◆ **How to complete this task**:
After locating the line containing "Query: man's eyeglasses", transcribe that line and all following lines exactly, stopping only at the end of the records.

Point-per-instance localization data
BEGIN

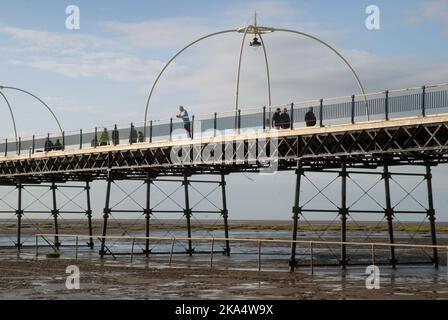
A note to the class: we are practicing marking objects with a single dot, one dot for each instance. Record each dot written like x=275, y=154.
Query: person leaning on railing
x=310, y=118
x=115, y=136
x=183, y=114
x=285, y=119
x=104, y=138
x=277, y=119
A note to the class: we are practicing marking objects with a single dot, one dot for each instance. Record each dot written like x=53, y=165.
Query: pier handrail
x=384, y=105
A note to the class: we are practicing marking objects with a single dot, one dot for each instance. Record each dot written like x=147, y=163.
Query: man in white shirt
x=183, y=114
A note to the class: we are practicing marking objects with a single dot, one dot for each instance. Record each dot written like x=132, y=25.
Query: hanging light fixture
x=255, y=43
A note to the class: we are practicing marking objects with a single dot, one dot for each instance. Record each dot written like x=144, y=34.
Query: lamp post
x=12, y=116
x=35, y=97
x=257, y=32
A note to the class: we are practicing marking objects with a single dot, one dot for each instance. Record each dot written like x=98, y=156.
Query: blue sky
x=101, y=74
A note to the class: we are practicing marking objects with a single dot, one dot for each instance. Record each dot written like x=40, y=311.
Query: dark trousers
x=187, y=127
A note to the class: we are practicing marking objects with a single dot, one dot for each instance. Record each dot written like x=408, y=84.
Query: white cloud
x=432, y=11
x=55, y=42
x=172, y=32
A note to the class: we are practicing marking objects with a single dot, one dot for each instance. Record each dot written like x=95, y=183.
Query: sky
x=101, y=74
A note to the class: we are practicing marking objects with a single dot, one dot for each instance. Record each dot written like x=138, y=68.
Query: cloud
x=430, y=11
x=117, y=67
x=171, y=32
x=78, y=56
x=61, y=43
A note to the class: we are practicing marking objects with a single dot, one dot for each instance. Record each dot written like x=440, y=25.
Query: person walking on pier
x=310, y=118
x=48, y=145
x=57, y=145
x=133, y=135
x=285, y=119
x=141, y=137
x=115, y=136
x=277, y=119
x=104, y=138
x=183, y=114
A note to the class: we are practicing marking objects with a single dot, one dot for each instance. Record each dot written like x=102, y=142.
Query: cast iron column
x=343, y=211
x=431, y=215
x=187, y=213
x=106, y=212
x=389, y=213
x=89, y=215
x=55, y=213
x=19, y=213
x=147, y=212
x=225, y=214
x=296, y=210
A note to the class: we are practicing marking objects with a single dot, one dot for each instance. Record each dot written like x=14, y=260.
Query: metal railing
x=419, y=101
x=309, y=244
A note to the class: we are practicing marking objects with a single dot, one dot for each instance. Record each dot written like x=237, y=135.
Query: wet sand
x=45, y=279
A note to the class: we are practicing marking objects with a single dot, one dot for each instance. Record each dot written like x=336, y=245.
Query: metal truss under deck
x=401, y=142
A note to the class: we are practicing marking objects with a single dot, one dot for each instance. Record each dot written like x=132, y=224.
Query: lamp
x=255, y=43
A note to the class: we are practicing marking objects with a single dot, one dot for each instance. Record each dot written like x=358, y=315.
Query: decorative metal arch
x=12, y=116
x=38, y=99
x=256, y=30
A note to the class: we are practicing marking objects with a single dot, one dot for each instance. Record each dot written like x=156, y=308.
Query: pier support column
x=187, y=213
x=389, y=213
x=343, y=211
x=106, y=212
x=431, y=215
x=55, y=213
x=148, y=213
x=89, y=215
x=19, y=213
x=296, y=210
x=225, y=214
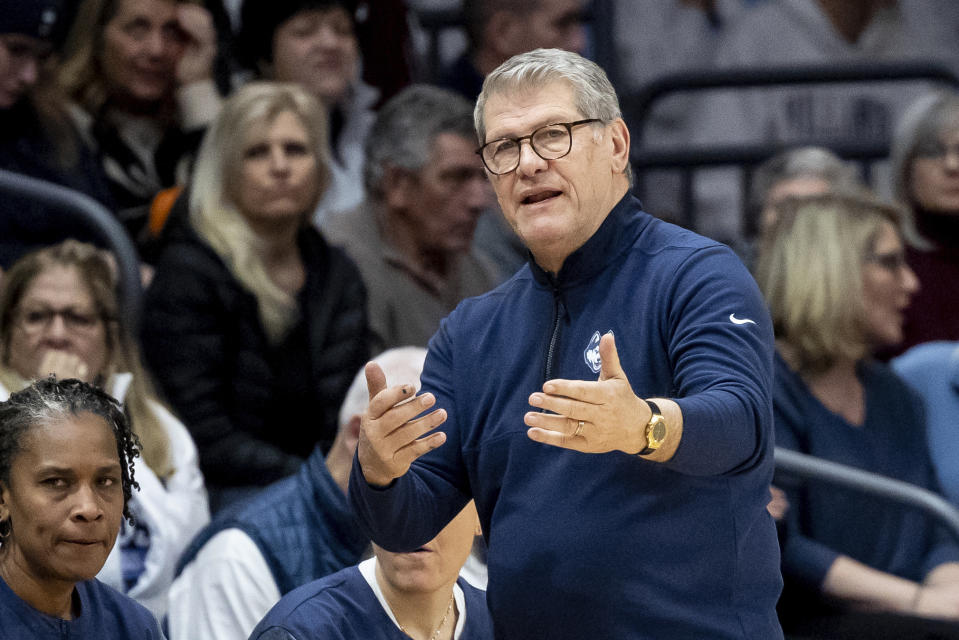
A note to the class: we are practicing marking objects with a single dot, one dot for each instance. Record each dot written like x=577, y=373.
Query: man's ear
x=619, y=140
x=398, y=188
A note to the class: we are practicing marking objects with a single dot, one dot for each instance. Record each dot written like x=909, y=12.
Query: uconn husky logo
x=591, y=355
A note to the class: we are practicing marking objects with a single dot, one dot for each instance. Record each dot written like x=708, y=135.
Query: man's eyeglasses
x=36, y=320
x=549, y=142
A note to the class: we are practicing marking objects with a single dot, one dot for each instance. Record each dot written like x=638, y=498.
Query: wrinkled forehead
x=527, y=104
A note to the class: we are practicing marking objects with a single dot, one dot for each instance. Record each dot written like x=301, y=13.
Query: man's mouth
x=83, y=542
x=540, y=196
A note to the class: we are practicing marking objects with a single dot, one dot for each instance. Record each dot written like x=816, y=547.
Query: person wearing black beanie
x=36, y=136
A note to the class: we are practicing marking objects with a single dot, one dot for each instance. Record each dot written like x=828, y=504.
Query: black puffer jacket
x=204, y=342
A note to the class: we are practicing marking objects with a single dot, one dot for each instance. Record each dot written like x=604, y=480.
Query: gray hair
x=405, y=128
x=401, y=365
x=803, y=162
x=593, y=93
x=922, y=124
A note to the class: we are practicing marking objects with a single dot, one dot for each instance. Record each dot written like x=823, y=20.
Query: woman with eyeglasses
x=66, y=478
x=925, y=170
x=58, y=315
x=833, y=272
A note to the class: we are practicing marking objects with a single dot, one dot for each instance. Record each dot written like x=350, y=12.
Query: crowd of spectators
x=302, y=200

END

◆ **Answer to this task**:
Query: man's eyeglasses
x=36, y=320
x=549, y=142
A note to the class: we are practicing marking objects with a single dot, one dot for each instance. Record each dot written like x=638, y=498.
Query: wrinkled forehead
x=527, y=104
A note to the class: we are practicing marking objects with a single dot, one dot for each instance. Record each dot written like x=301, y=13.
Query: man's mouth
x=83, y=542
x=540, y=196
A note to the class: we are practicing marking objects with a single dot, one dot for each instance. Record each dot written like x=816, y=547.
Query: person wearing black beanie
x=36, y=136
A note to the class: we are practicing marking objects with a single dot, one dot for each instance. Record each dot written like x=828, y=504.
Query: black puffer jacket
x=204, y=342
A note to the class: we are practicing marking objects with a single dot, one dot for each instance. Record each dot written like x=604, y=480.
Query: gray hair
x=405, y=128
x=401, y=365
x=803, y=162
x=593, y=93
x=922, y=124
A note to the class: we are practicing marking objects with a single dot, one dot for each instance. Record each dot written like x=823, y=20.
Query: woman with eyeglasses
x=66, y=478
x=925, y=170
x=58, y=315
x=833, y=272
A note to the class: we are practicing marking objects with a single dot, one dot for each instance. Record each dot written like x=350, y=12.
Query: crowd of spectators
x=302, y=200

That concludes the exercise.